> _Ejercicio propuesto_
Reproduce sin ningún cambio las líneas de los registros que siguen, desde la que contiene "78, row 170." hasta la que contiene "column 561, row 31", ambas incluidas.
-------------------------
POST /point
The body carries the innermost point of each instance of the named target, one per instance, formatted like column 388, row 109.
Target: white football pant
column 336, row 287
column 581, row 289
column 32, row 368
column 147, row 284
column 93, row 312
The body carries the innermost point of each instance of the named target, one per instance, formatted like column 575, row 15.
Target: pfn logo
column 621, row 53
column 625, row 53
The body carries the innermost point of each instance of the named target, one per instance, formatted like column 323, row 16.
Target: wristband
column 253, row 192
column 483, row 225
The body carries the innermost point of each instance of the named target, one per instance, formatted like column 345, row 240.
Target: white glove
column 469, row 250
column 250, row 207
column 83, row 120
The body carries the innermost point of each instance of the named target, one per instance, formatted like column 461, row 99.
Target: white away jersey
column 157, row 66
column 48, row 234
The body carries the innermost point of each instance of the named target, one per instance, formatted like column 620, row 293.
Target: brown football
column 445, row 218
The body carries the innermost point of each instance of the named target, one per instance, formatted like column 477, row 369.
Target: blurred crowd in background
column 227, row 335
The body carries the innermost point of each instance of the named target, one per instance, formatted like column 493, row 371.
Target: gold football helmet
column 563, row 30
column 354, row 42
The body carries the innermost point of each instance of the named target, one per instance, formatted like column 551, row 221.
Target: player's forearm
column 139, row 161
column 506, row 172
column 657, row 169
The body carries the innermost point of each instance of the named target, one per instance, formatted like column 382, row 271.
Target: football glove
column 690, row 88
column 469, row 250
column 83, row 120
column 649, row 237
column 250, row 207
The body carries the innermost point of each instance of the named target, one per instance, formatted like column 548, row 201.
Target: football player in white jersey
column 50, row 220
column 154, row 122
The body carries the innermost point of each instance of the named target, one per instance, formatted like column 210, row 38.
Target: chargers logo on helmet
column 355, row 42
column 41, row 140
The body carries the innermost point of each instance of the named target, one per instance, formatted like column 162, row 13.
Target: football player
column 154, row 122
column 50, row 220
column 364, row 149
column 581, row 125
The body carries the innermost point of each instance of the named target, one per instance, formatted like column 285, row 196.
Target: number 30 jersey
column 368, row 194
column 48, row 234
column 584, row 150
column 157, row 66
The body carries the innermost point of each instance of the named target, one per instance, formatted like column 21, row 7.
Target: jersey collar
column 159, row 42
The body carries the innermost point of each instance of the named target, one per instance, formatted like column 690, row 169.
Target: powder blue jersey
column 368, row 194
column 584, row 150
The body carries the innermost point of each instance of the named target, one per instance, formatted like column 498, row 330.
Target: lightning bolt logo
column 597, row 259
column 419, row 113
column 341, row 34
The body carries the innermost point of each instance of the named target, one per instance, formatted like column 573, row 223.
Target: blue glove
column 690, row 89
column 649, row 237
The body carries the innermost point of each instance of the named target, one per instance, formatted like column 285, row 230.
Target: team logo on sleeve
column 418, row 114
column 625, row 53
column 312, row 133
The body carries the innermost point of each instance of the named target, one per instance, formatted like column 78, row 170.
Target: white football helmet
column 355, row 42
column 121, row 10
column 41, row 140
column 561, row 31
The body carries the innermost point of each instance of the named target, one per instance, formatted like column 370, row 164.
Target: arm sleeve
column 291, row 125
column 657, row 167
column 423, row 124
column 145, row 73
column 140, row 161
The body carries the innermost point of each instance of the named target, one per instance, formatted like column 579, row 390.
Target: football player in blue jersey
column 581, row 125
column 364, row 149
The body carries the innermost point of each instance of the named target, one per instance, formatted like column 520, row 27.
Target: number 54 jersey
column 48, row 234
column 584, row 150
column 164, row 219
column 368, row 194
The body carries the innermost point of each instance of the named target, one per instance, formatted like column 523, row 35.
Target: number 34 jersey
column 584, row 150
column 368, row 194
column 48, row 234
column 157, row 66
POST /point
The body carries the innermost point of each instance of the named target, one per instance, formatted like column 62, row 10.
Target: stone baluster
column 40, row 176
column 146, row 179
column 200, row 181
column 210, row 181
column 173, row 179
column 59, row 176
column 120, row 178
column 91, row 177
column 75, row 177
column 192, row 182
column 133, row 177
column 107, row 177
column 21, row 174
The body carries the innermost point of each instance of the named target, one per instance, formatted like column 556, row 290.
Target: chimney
-------------------------
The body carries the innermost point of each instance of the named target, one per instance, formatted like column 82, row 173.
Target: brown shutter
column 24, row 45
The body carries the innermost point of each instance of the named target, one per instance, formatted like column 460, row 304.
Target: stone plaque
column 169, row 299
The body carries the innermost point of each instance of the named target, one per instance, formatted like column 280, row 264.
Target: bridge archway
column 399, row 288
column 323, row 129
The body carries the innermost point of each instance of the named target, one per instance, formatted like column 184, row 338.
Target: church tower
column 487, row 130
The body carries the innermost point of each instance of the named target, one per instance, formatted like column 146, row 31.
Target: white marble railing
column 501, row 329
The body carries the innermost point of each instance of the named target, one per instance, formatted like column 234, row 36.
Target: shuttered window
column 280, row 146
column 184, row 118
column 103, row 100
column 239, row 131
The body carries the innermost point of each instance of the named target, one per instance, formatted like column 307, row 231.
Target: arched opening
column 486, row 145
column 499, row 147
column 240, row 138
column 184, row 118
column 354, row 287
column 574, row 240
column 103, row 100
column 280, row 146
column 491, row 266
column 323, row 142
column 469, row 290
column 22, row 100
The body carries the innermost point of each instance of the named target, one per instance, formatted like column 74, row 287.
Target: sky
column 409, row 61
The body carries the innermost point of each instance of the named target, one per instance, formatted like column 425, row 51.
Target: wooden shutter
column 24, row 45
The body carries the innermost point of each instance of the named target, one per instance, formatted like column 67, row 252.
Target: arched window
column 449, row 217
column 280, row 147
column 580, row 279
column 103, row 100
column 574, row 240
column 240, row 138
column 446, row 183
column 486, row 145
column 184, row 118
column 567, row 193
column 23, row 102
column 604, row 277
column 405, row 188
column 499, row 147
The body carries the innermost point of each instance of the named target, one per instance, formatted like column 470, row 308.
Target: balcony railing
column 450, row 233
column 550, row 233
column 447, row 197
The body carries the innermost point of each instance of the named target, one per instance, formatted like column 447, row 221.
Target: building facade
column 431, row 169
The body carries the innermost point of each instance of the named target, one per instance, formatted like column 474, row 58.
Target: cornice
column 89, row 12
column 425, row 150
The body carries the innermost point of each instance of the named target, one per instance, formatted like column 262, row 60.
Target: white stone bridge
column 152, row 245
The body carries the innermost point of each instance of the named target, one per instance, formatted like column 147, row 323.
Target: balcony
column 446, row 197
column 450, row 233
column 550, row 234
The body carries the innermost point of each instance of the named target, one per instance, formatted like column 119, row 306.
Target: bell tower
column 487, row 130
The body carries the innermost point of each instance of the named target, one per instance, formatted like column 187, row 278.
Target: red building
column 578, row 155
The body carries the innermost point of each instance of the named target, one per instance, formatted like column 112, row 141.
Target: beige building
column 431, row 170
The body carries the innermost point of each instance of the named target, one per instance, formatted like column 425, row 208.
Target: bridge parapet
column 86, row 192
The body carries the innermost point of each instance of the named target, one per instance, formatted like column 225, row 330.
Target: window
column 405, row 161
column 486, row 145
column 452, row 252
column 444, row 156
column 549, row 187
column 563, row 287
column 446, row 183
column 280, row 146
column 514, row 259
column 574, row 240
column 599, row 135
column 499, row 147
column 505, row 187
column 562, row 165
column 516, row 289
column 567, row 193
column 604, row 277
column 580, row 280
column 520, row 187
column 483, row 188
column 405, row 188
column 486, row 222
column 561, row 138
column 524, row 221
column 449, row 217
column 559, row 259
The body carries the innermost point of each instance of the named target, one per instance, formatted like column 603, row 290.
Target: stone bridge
-------------------------
> _Respuesta final_
The body carries the innermost point of each instance of the named target, one per instance, formatted like column 78, row 170.
Target: white football helmet
column 355, row 42
column 121, row 10
column 41, row 140
column 561, row 31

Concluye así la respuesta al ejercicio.